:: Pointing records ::
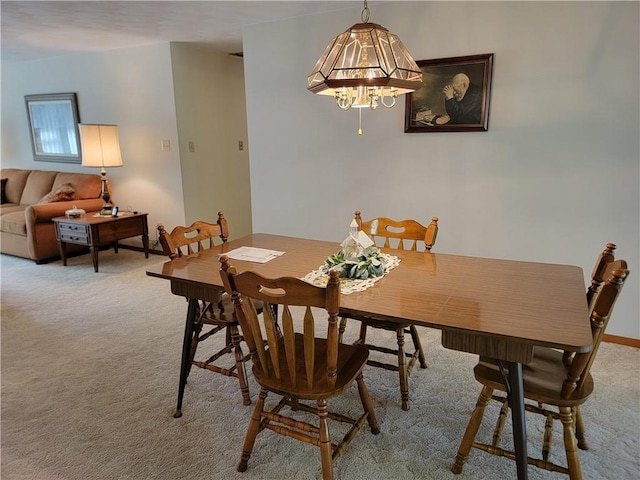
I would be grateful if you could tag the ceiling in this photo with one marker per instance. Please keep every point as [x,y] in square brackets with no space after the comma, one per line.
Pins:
[33,30]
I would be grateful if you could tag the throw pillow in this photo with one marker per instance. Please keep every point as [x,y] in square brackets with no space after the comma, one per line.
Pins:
[63,193]
[4,195]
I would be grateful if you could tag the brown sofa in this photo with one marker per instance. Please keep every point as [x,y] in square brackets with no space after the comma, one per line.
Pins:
[26,229]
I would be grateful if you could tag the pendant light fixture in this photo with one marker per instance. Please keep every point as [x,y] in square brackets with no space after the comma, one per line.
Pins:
[365,66]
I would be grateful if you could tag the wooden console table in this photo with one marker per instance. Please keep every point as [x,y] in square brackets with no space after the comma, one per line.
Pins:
[95,231]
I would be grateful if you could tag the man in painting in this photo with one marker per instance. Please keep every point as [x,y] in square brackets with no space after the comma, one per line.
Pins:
[463,101]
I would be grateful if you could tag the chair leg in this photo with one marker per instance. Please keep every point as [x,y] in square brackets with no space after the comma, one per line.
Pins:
[240,368]
[197,329]
[570,443]
[472,429]
[402,370]
[252,431]
[418,346]
[367,404]
[580,430]
[362,337]
[342,328]
[325,441]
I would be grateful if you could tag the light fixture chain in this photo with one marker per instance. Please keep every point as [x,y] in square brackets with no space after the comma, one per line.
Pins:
[365,13]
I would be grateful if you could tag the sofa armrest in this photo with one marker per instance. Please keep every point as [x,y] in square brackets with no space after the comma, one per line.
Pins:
[44,212]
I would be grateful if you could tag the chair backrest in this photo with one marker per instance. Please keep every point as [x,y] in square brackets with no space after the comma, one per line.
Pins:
[198,236]
[614,274]
[279,356]
[597,276]
[401,235]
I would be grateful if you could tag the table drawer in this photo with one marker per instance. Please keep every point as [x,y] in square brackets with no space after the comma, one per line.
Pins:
[126,228]
[80,238]
[73,229]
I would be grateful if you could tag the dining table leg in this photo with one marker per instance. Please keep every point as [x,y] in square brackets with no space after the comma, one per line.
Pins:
[186,350]
[516,402]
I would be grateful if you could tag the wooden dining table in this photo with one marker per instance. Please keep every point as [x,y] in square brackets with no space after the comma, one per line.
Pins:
[492,307]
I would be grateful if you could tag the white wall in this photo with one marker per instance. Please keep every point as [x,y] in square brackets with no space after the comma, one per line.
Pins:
[211,113]
[554,179]
[132,88]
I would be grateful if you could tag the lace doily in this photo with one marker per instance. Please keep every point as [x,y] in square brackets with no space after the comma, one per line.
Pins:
[320,277]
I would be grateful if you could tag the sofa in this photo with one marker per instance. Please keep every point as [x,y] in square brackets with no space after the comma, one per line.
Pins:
[31,198]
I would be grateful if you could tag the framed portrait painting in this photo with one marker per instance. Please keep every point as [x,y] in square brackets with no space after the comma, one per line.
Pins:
[454,98]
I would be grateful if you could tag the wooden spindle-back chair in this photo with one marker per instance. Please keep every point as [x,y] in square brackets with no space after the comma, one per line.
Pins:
[218,315]
[555,384]
[400,235]
[301,360]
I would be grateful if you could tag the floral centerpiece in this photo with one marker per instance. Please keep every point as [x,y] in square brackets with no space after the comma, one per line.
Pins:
[359,258]
[368,264]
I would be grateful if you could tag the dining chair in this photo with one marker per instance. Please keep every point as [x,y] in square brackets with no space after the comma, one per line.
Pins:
[213,319]
[401,235]
[555,384]
[301,360]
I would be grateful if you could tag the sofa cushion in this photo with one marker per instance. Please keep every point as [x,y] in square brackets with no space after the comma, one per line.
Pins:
[3,195]
[64,193]
[16,179]
[87,185]
[39,183]
[14,222]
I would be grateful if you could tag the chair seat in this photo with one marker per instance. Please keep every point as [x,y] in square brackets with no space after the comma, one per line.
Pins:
[542,378]
[351,359]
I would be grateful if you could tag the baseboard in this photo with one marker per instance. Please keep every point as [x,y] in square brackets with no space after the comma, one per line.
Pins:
[140,249]
[629,342]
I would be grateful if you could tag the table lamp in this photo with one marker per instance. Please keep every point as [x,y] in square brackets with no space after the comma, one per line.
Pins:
[101,148]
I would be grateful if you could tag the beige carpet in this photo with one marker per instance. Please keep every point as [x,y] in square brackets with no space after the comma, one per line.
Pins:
[90,365]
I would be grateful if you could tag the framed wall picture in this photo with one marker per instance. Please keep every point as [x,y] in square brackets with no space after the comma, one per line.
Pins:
[454,98]
[53,125]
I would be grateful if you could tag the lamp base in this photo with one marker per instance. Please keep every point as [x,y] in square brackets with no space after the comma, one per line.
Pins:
[106,209]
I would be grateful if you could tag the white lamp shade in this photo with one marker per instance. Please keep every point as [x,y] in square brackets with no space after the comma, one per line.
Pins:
[100,145]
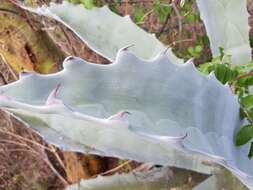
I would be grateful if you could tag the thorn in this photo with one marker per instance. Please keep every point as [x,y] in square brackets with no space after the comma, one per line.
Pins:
[52,96]
[25,73]
[127,47]
[69,58]
[119,115]
[166,50]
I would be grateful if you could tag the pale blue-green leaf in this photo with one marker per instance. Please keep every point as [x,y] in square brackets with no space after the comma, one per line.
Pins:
[166,101]
[104,31]
[157,179]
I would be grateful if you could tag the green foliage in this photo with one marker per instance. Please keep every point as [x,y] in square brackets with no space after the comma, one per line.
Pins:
[244,135]
[240,79]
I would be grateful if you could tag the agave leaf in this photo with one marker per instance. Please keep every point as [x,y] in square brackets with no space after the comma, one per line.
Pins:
[105,36]
[149,180]
[178,117]
[226,22]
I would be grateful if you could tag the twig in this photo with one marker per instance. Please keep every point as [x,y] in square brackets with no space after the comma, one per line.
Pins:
[114,169]
[25,139]
[178,16]
[164,25]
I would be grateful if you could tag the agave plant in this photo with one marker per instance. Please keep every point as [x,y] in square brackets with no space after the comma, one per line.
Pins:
[155,110]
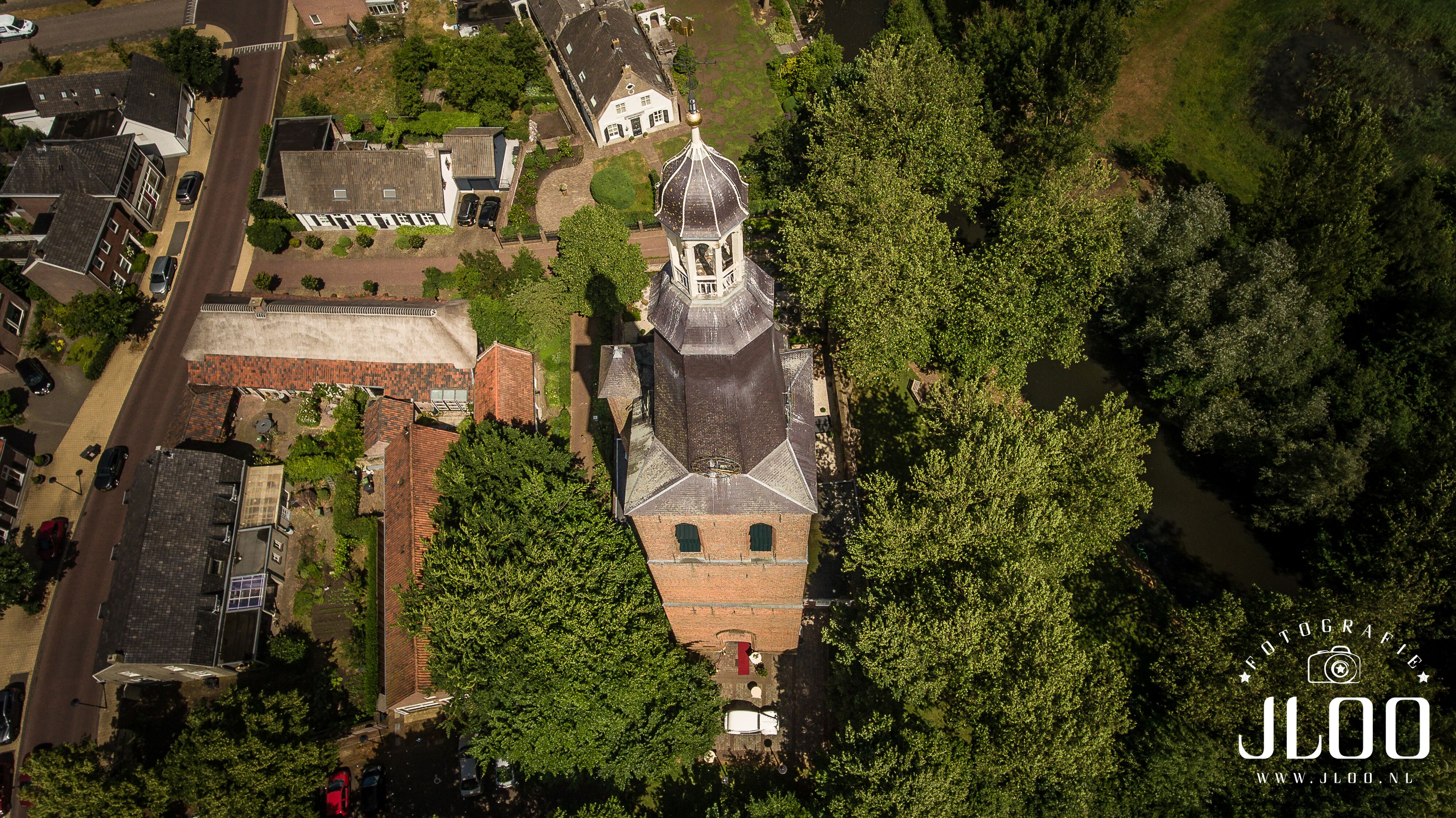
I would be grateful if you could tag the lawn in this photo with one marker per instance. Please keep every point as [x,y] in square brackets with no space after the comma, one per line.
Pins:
[734,94]
[1196,67]
[635,166]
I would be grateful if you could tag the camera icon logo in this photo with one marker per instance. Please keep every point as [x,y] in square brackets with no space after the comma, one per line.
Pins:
[1336,666]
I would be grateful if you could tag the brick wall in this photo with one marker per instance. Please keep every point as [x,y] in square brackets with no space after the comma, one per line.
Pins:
[705,599]
[408,382]
[506,385]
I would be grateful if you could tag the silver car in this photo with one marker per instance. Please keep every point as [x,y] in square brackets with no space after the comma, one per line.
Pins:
[164,271]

:: Job ::
Restate each entry word for word, please, but drop any images it holds.

:: Reply ::
I would be grateful if you could tag the ceiling in this photo with one marker per instance. Please keep every point as [x,y] in square brackets with no space after the comma, one per line.
Pins:
[33,30]
I would be grateful if you could tag the throw pillow in this photo with one marker per instance. Please keep every point as [x,y] in square brackets with no space after the comma, one per line.
Pins:
[63,193]
[4,195]
I would be grateful if you could tag the brown sofa in this photo with one marker per instance. Please keep every point as [x,y] in square brackets with no space after the comma, one per line.
Pins:
[26,229]
I would be grateful if you could tag the pendant light fixture in this photo with one marker per instance. Please keep every point as [x,y] in square brackets with no space after the comma, one per line.
Pins:
[365,66]
I would be grateful if you could tag the wooden console table in this photo with one marker per instance. Please keep every point as [x,y] in square brackets with no space after the comma, one per line.
Pins:
[95,231]
I would be grateful if you could tag the man in painting in this photo with one marker per instance. Please keep every point as [x,y] in square brackets with no space after the comma, one per line.
Pins:
[463,101]
I would be grateful if you could tag the chair leg in this photo with one marker per instance. Please keep every point as [x,y] in square brackets with no space after the comma, one per line.
Pins:
[240,368]
[197,329]
[570,443]
[472,429]
[402,370]
[252,431]
[418,346]
[367,404]
[580,430]
[362,337]
[342,328]
[325,441]
I would be grateful if you could tag the light fixture chain in this photo with one marker per instance. Please keep every point as [x,y] in square brackets with no space after the comma, one per line.
Pins:
[365,13]
I would be grateful if you could tag the sofa armrest in this photo with one marker per instance. Please keep every point as [x,y] in square brackets with no space after the comma, one per line.
Pins:
[44,212]
I would be grateful if you could tag the chair backrest in this photo with one marker per instance. Please keep every point as [x,y] in square brackets with no space after the comma, one per line.
Pins:
[198,236]
[614,274]
[279,356]
[597,276]
[401,235]
I would be grateful if you could tag the table drawer in this photo with one marker per instance. Please keep every point as [x,y] in square brackets with no space after the comma, one per line.
Pins:
[126,228]
[80,238]
[73,229]
I would be grateful if you could tag the dining table leg in this photo with one marker per instance. Please keep every point as [x,y] in square brackets with no space after the comma, one per line.
Pins:
[186,350]
[516,402]
I would be grateful if you could tag the wooden dining table in this photo with one marker per instance. Please keep every point as [x,y] in square brackets with no space after the comma, one per line.
Pins:
[492,307]
I would be grateful if you could tag the white wall in this photo with one marker per instance. Please keep every point as [x,y] in square brackets with no space after the comma, one per line.
Pins:
[211,113]
[554,179]
[132,88]
I would be grateful if you could tag the lace doily in this photo with one marker per instance. Please keep every point as [x,y] in square brackets with no space after the comma, one per line.
Pins:
[320,277]
I would be grateful if you could tag the sofa in this photo with one marker per instance. Please keep every point as [x,y] in square brackets with no space after the comma, one per line.
Pins:
[31,198]
I would be grateful if you could tag the framed portrait painting in this photo with one marker per instance. Please keep every point as [x,y] in square brackets with no space after the comma, one per line.
Pins:
[454,98]
I would be grateful if you could tag the wooden spindle-back chair in this photo with one marker per instance. Please keep every point as [x,y] in square brackets with no space after the comma, one per line.
Pins:
[218,315]
[555,384]
[400,235]
[301,360]
I would be grateful if you could tag the floral centerpiece in this photo with one marker per instance. Please keep every point as [x,y] in square brackets with no space after the comma, one per line.
Pins:
[359,258]
[368,264]
I would be grateful if you could tag the dining chair in this photo with one marker per instance. Please keep every point as [x,y] in square brackets with no space after the comma, one per line.
Pins:
[213,319]
[401,235]
[555,384]
[301,360]
I would be grateful if you could tag the sofa cushion in this photo with one marker per instance. Please keep every point as [x,y] in square brackets with no space after the comma, one per line.
Pins:
[3,195]
[64,193]
[16,179]
[87,185]
[39,183]
[14,222]
I would be grateful if you could tag the chair seat in this photo with one marker per instance. Please keep every point as [x,y] in square brackets with no space after the comma, one per line.
Pins:
[542,378]
[351,359]
I would be grateful if you could tag the baseboard in this photo with one marker per instance. Please keep every point as [x,y] in square brackets with no space after the comma, one per line.
Pins:
[140,249]
[629,342]
I would be grateful if you could tag the table lamp in this photo with one marker per instance. Please keep every point as [x,y] in square brackets with no space after the comma, one per line.
Pins:
[101,148]
I would be grateful if you could tag the beige carpet in this photo with one marker per instance. Please keep every point as [x,y] in square brackets with no space after the comma, one per line.
Pins:
[90,365]
I would be grateful if you could tag the framed wall picture in this photo with one marker per instance. Please keep every point as [x,y] in square brackets with no space after the comma, one per line.
Pins:
[454,98]
[53,125]
I would be grateful if you could tag the lamp base in this photo with one marker per instance. Please keep every point as [x,y] in square brackets with no space after the comma, one per line.
Pins:
[106,209]
I would be grateful if you could tag the white lamp shade in this photo with one marker per instance. Please keep every point as [x,y] in square brackets with no space after the comma, one per line.
Pins:
[100,145]
I would be grateful if you could tag the thorn in this photo with one marker per instance. Please keep every point as [x,y] in square brackets with no space after the comma, one per line.
Pins:
[52,96]
[25,73]
[127,47]
[69,58]
[119,115]
[166,50]
I would be grateful if you could tag the pale blue-green leaf in this photo with one marker per instance. Please keep every point as [x,y] in square brackets with no space after the comma, one per line.
Pins:
[166,101]
[104,31]
[157,179]
I would be grateful if you could tag the green foliage in this photo with one marker per instance. Please keep every point as [x,y] in square brackets with no space after the comma, one per line.
Pins:
[244,135]
[240,79]
I would be grateful if you could tag the agave leaf in this photo with one marker per instance. Please keep every point as [x,y] in square brackets with no space after the comma, one per line.
Pins:
[105,36]
[149,180]
[178,117]
[226,22]
I would be grateful if you could tag the twig in this photo with one marker per instance. Please keep every point as [x,y] in square brackets with no space after the comma, one per line.
Pins:
[114,169]
[25,139]
[178,16]
[164,25]
I would be grateful if you could tag the agave plant in this photo with one marker per instance. Please keep every point as [x,y] in square brackets with no space after the comma, one per line.
Pins:
[155,110]
I would be grateful if you could tag the lawn in this photo with one marker per instance. Please keep every point as [x,y] in square brackets with no space after the comma, one per line.
Pins:
[734,94]
[1196,67]
[635,166]
I would be grateful if you could tag the camera icon logo in this photo with one marker per instance. Please keep every point as [x,y] in square brackets with no space after the comma, one per line.
Pins:
[1336,666]
I would be grateful if you could tag the brick wall in this photo with one marker per instance. Please keep every point as [x,y] in square brackets with no space after the comma, one per line.
Pins:
[705,599]
[408,382]
[506,385]
I would be grateful if you could tag the silver car in this photo with one marker per instance. Please keep every point as [x,y] in square brackets with no space after the comma, one per line.
Pins:
[164,271]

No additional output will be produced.